» **Kutipan Terpilih**:

Potret




Di sebuah bidang datar tanpa gerak, kini kamu tak lagi sendiri. Ada gembira yang begitu tampak, sebab sela-sela jemari yang sisa sudah terisi. Pada sebuah bidang datar berukuran kecil, sepasang mata menatap dua sungging senyuman tanpa beban. Barangkali begitu bahagianya ketika telah menemukan pelabuhan pilihan. Barangkali begini rasanya ketika menemukan ruangan kosong yang telah berpenghuni. Malam kini lebih sering mencatat tentang tetesan air mata, dibanding senyum rahasia dan keberadaan sebuah rasa.

Potret-potret itu berbicara tentang raut bahagia dan rekaman peristiwa yang mungkin sulit terlupa. Sedangkan disini aku meratap lama, mengakari rasa yang tak pernah bisa ku akhiri, sambil menimang-nimang angan bahwa masih tersedia sebuah kemungkinan. Ini pilihan sulit. Aku tak pernah bersedia duduk di posisi ini. Menikmatimu hanya lewat senyuman yang terekam oleh potret-potret itu, tak bersuara menjaga rasa yang selalu terpenjara. Sedangkan seseorang, bebas memiliki yang selama ini tak bisa kugapai. Kamu.

Seandainya ada satu pinta yang boleh disetujui semesta, aku ingin bertukar posisi dengannya. Meski sekali saja. Agar aku tahu apa rasanya berbagi bahagia.
Sayangnya, keinginanku terdiri dari dua hal: mimpi yang ketinggian, dan juga harapan yang kehabisan kemungkinan. Tidak sampai terlalu lama sepertinya aku dibiarkan untuk terus berangan. Sebab, kenyataan datang bersamaan dengan sebuah berita tentang kesedihan. Mendamba kita yang bersisian hanyalah sebatas dambaan, memiliki waktu untuk bersama dihabiskan hanyalah sebatas khayalan. Sebab, setidakmungkin itu kita untuk benar-benar ada. Sesulit itu perbedaan untuk ditiadakan. Sedangkan, sebahagia itu kalian untuk dipisahkan.

» **Entri Tersimpan**:

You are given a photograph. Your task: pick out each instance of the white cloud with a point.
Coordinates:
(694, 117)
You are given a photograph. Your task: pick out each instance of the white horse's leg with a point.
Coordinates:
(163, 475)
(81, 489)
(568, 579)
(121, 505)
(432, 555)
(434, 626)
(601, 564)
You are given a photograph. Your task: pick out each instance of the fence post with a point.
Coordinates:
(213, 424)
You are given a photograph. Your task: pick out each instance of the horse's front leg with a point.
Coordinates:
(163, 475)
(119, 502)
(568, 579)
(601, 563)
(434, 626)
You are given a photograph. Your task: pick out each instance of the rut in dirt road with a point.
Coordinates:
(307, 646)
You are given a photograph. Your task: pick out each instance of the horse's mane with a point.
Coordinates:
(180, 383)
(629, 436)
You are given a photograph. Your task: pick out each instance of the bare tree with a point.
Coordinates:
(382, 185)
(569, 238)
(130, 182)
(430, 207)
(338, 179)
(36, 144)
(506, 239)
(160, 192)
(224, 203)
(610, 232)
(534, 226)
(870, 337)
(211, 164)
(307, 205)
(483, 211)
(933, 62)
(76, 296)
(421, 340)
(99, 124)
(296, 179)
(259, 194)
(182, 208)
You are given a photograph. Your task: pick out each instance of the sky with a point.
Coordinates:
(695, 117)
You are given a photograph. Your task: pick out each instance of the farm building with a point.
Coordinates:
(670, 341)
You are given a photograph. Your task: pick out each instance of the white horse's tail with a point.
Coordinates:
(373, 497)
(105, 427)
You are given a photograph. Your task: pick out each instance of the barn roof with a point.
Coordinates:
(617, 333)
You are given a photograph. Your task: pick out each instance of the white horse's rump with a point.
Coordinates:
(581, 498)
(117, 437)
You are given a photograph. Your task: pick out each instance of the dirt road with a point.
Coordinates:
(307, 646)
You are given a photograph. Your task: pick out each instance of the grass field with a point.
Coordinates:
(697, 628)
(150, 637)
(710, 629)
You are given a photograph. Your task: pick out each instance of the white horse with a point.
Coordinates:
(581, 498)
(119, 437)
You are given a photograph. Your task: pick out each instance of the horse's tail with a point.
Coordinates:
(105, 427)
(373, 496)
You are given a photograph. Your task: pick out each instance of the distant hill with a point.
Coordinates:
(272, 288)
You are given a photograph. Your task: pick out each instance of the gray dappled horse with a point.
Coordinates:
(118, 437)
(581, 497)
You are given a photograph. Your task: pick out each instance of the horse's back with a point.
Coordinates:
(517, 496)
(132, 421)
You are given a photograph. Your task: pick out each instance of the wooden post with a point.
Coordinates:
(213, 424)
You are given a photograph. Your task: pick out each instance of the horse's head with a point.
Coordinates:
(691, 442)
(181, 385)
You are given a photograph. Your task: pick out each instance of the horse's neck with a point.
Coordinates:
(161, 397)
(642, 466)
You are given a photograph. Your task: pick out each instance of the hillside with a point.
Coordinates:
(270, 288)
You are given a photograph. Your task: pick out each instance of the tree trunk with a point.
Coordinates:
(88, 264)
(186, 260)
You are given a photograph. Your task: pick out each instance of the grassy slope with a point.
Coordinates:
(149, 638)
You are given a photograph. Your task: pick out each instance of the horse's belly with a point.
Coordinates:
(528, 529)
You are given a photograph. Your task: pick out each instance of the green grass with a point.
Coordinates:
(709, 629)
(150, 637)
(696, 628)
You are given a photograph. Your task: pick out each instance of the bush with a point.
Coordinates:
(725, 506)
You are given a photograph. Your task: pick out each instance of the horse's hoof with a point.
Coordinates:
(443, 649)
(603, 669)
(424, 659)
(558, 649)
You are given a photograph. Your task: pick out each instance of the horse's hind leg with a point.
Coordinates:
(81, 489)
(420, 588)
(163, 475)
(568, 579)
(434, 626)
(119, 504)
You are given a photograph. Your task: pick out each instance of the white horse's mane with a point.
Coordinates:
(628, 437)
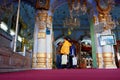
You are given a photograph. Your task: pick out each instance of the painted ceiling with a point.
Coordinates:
(8, 9)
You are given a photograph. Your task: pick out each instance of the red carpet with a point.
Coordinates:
(63, 74)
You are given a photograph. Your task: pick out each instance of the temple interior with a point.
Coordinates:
(31, 30)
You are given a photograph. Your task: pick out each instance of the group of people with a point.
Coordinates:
(66, 55)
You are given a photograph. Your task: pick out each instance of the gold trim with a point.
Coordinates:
(108, 54)
(41, 55)
(41, 35)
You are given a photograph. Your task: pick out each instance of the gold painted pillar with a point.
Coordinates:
(39, 54)
(49, 42)
(108, 54)
(108, 57)
(99, 57)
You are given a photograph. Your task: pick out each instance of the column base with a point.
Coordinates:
(110, 67)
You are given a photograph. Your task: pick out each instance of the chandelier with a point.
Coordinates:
(75, 8)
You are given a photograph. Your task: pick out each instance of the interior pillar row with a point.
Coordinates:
(42, 52)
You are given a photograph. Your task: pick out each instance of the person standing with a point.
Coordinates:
(58, 55)
(65, 50)
(72, 56)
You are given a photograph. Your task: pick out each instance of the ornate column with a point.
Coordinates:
(105, 24)
(49, 42)
(40, 56)
(40, 43)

» **Petunjuk Latihan**:
A. Dalam teks Potret, apa dua hal yang membentuk keinginan si aku?
B. Cetak ulang bagian teks Potret di antara "Sayangnya, keinginanku terdiri" dan "kalian untuk dipisahkan.", termasuk kedua bagian itu.
C. Salin setiap kalimat dalam teks Potret yang diawali kata "Sedangkan".

» **Hasil Tiap Tugas**:
A. Mimpi yang ketinggian dan harapan yang kehabisan kemungkinan.

B.
Sayangnya, keinginanku terdiri dari dua hal: mimpi yang ketinggian, dan juga harapan yang kehabisan kemungkinan. Tidak sampai terlalu lama sepertinya aku dibiarkan untuk terus berangan. Sebab, kenyataan datang bersamaan dengan sebuah berita tentang kesedihan. Mendamba kita yang bersisian hanyalah sebatas dambaan, memiliki waktu untuk bersama dihabiskan hanyalah sebatas khayalan. Sebab, setidakmungkin itu kita untuk benar-benar ada. Sesulit itu perbedaan untuk ditiadakan. Sedangkan, sebahagia itu kalian untuk dipisahkan.

C.
- Sedangkan disini aku meratap lama, mengakari rasa yang tak pernah bisa ku akhiri, sambil menimang-nimang angan bahwa masih tersedia sebuah kemungkinan.
- Sedangkan seseorang, bebas memiliki yang selama ini tak bisa kugapai.
- Sedangkan, sebahagia itu kalian untuk dipisahkan.